正文
--------------------------------------------------

时间:2022-10-03 23:34:16浏览次数:41  
标签:kernel struct int ldt modify unsigned entries

利用ldt_struct 与 modify_ldt 系统调用实现任意地址读写

ldt_struct与modify_ldt系统调用的介绍

ldt_struct

​ldt​​​是​​局部段描述符表​​​,里面存放的是进程的段描述符,段寄存器里存放的段选择子便是段描述符表中段描述符的索引。和​​ldt​​​有关的结构体是​​ldt_struct​​。

struct ldt_struct {
/*
* Xen requires page-aligned LDTs with special permissions. This is
* needed to prevent us from installing evil descriptors such as
* call gates. On native, we could merge the ldt_struct and LDT
* allocations, but it's not worth trying to optimize.
*/
struct desc_struct *entries;
unsigned int nr_entries;

/*
* If PTI is in use, then the entries array is not mapped while we're
* in user mode. The whole array will be aliased at the addressed
* given by ldt_slot_va(slot). We use two slots so that we can allocate
* and map, and enable a new LDT without invalidating the mapping
* of an older, still-in-use LDT.
*
* slot will be -1 if this LDT doesn't have an alias mapping.
*/
int slot;
};

这个结构体的大小仅有​​0x10​​​,前​​8​​​字节存放的还是一个指针,如果能够控制它,那么便可以进行接下来的任意地址读写。前​​8​​​字节的​​entries​​​指针指向​​desc_struct​​结构体,即段描述符,定义如下:

/* 8 byte segment descriptor */
struct desc_struct {
u16 limit0;
u16 base0;
u16 base1: 8, type: 4, s: 1, dpl: 2, p: 1;
u16 limit1: 4, avl: 1, l: 1, d: 1, g: 1, base2: 8;
} __attribute__((packed));

modify_ldt系统调用

​modify_ldt​​​这个系统调用,是提供给我们用来获取或修改当前进程的​​LDT​​​用的。我们看调用​​modify_ldt​​的几个用法,源码如下:

SYSCALL_DEFINE3(modify_ldt, int , func , void __user * , ptr ,
unsigned long , bytecount)

--------------------------------------------------

挑战题
a. 把正文里从“时间:2022-10-03 23:34:16浏览次数:41”到“的结构体是​​ldt_struct​​。”的这一段一字不差地重抄一遍。
b. 按正文所说,ldt_struct 结构体的大小是多少?
c. 用两句话概括正文。
下面各行是独立的材料,不属于正文。

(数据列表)

--------------------------------------------------

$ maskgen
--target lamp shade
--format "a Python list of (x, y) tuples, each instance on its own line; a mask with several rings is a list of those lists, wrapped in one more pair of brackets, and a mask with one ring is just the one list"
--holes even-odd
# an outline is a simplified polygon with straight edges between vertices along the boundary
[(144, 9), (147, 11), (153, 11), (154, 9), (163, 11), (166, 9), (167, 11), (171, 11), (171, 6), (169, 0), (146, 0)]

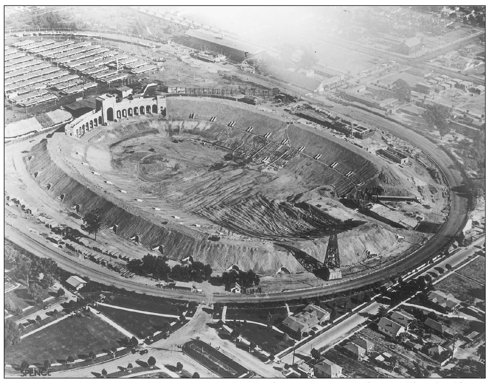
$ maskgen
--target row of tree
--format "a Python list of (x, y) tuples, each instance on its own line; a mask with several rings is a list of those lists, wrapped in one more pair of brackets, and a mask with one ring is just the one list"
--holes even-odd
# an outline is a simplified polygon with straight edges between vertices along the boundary
[(225, 285), (237, 282), (242, 287), (251, 287), (259, 284), (260, 276), (250, 269), (247, 272), (233, 269), (222, 273), (221, 280)]

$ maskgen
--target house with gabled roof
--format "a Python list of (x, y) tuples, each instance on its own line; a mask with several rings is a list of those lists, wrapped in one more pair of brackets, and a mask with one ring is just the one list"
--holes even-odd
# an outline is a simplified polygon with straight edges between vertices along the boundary
[(408, 325), (414, 320), (413, 318), (400, 311), (393, 311), (390, 318), (391, 320), (404, 327), (405, 331), (408, 329)]
[(354, 343), (347, 343), (342, 348), (345, 354), (355, 359), (362, 359), (366, 356), (366, 349)]
[(361, 346), (365, 349), (368, 353), (370, 353), (374, 350), (374, 343), (365, 339), (364, 338), (356, 338), (352, 341), (352, 343)]
[(405, 332), (405, 328), (391, 319), (383, 317), (377, 323), (377, 329), (381, 332), (395, 338)]
[(317, 378), (339, 378), (341, 375), (341, 367), (327, 359), (318, 362), (313, 368)]

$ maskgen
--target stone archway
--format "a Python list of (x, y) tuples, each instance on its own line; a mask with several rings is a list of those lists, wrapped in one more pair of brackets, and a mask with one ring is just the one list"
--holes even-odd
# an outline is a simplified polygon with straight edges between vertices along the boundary
[(106, 112), (107, 121), (113, 121), (115, 119), (114, 112), (112, 108), (108, 108)]

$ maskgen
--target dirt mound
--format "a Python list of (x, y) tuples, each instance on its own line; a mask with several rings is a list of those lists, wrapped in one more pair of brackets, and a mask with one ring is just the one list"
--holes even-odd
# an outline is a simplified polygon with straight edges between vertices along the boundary
[(383, 166), (379, 172), (377, 179), (382, 184), (386, 185), (398, 185), (400, 182), (400, 177), (392, 168)]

--------------------------------------------------

完整答案
a.
时间:2022-10-03 23:34:16浏览次数:41  
标签:kernel struct int ldt modify unsigned entries

利用ldt_struct 与 modify_ldt 系统调用实现任意地址读写

ldt_struct与modify_ldt系统调用的介绍

ldt_struct

​ldt​​​是​​局部段描述符表​​​,里面存放的是进程的段描述符,段寄存器里存放的段选择子便是段描述符表中段描述符的索引。和​​ldt​​​有关的结构体是​​ldt_struct​​。

b. 0x10。

c. ldt 是存放进程段描述符的局部段描述符表,与之相关的结构体 ldt_struct 大小仅 0x10。它的前 8 字节是指向段描述符结构 desc_struct 的 entries 指针,控制它便可实现任意地址读写,而 modify_ldt 系统调用用于获取或修改当前进程的 LDT。